From Game Roots to Scalable Animation: NEVERSEEN PRODUCTIONS Reinvents Its 3D Pipeline

NEVERSEEN PRODUCTIONS and Yassine Lahrichi
NEVERSEEN PRODUCTIONS is an audiovisual studio born from deep roots in the international video game industry and driven by a forward-looking vision of animated storytelling. Founded by professionals who spent over a decade working on globally recognized franchises, the studio brings together expertise in concept development, game design, level design, project management, visual effects, and both 2D and 3D character animation. Its founders contributed to iconic titles such as Donald Duck, PK Super Donald, Rayman, Rabbids, King Kong, Prince of Persia, Rainbow Six, and Star Wars—projects that shaped generations of players and set high standards for interactive storytelling.
In 2008, this multidisciplinary background crystallized into the creation of NEVERSEEN PRODUCTIONS. The studio’s name was a deliberate statement of intent: to explore creative territories not yet fully revealed, and to push beyond conventional boundaries of audiovisual production. From the outset, Neverseen positioned itself at the crossroads of animation, technology, and innovation, with a strong emphasis on building sustainable, future-ready production methodologies.

^^^^

* [GOALS]
A. In the studio profile, what year was NEVERSEEN PRODUCTIONS created?
B. List every game title the studio profile says the founders contributed to.

* [PROVIDED MATERIAL]
^^^^

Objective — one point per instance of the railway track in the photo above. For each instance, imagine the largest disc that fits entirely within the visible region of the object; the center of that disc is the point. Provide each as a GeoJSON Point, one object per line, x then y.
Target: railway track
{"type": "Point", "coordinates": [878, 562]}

^^^^

* [EXPECTED OUTPUTS]
A. 2008

B. Donald Duck, PK Super Donald, Rayman, Rabbids, King Kong, Prince of Persia, Rainbow Six, Star Wars